Eduardo De Filippo in a new version by Mike Poulton
Chichester Festival Theatre production
Minerva Theatre, Chichester
A play about the Naples underworld of 1960 must necessarily contain violence, and the thunderous bangs and booming offstage in the opening scene give the impression of exploding bombs and gunshots, shaking the Minerva theatre to its very foundations. The fact that a lot of the noise turns out to be a fireworks display sums up the essence of the story for here is a Godfather with a conscience, a family man, and, in Ian McKellens hands, a man with a sense of humour. His relaxed and perfectly judged delivery brings to the fore any comic aspects in the script, but also his nicely balanced blend of authority and compassion represents a man aware of his age (seventy five) and his past, yet trying in the best way he knows to make a better world with no dark corners.
McKellen, taking a break from his film role of Gandalf in The Hobbit, is Don Antonio Barracano who fled from Naples in his youth to escape a murder charge, made a fortune in America, and returned to his native town with the intention of providing rough justice for the criminals of the underworld, often victims of the corruption inherent in supposedly respectable professions. This he does, dispensing advice and wisdom in Solomon-like judgements which restore order (at least temporarily) and no one dares dispute his decisions. His control of the area and his ruthless streak are evident in the respect and deference given by everyone who comes to him for arbitration and advice, but when a young man, destitute and complete with his heavily pregnant woman, comes to tell him he is going to shoot his father the next morning, this is something he has to think about. The fact that Don Antonio himself has killed seems to lie on his conscience and he needs time to make a decision, and give the boy time to cool off a little.

• [Challenge a]:
Convert the lines of the listing, starting with the line containing "in light hooded" and going on through the last line of the listing, into a JSON list of strings with one string per line and blank lines omitted.
The review and the listing have no connection to each other.

• [Provided entries]:
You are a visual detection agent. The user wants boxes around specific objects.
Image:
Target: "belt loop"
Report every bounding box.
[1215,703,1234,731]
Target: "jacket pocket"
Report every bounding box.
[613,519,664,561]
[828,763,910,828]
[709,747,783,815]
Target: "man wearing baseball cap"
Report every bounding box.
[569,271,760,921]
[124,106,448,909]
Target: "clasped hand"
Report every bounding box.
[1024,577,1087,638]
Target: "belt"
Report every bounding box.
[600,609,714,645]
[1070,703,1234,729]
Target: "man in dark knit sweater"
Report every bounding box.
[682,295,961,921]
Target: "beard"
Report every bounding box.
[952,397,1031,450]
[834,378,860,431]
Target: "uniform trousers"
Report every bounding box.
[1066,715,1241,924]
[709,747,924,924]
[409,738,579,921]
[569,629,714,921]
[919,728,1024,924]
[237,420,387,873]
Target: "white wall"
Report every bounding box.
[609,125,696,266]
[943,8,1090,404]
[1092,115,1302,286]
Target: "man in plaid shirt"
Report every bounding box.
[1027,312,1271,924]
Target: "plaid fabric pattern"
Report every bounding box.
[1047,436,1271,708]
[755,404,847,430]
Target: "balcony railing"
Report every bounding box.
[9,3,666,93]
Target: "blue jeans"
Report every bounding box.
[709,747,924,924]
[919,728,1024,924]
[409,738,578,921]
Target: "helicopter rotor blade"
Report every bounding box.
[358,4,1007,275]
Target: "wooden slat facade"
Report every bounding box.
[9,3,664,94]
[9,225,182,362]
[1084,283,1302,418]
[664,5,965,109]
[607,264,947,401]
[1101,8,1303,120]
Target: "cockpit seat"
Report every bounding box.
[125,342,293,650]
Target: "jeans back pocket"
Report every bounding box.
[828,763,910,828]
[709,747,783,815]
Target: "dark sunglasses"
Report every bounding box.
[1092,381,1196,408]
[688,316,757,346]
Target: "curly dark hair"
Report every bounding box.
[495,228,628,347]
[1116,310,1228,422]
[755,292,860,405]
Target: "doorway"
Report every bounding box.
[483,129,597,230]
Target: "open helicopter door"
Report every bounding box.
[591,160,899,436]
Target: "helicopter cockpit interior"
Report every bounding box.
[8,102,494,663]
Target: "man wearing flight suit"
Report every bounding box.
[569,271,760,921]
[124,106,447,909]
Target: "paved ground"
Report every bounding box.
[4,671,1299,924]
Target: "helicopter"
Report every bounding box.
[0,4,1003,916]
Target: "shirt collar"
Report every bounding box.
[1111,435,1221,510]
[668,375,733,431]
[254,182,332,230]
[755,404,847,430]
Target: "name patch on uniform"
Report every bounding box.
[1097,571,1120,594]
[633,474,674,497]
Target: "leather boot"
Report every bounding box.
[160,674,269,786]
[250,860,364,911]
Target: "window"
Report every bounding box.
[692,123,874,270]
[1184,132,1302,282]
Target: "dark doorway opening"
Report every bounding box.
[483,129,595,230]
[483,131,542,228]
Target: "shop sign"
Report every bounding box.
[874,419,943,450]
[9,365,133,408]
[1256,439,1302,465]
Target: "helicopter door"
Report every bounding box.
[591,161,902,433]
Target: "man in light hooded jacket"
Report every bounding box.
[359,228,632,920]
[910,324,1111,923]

• [Challenge b]:
List every real person named in the theatre review (playwright, adapter and performer), excluding fictional characters.

• [Task output a]:
[
  "Target: \"man in light hooded jacket\"",
  "Report every bounding box.",
  "[359,228,632,920]",
  "[910,324,1111,923]"
]

• [Task output b]:
- Eduardo De Filippo
- Mike Poulton
- Ian McKellen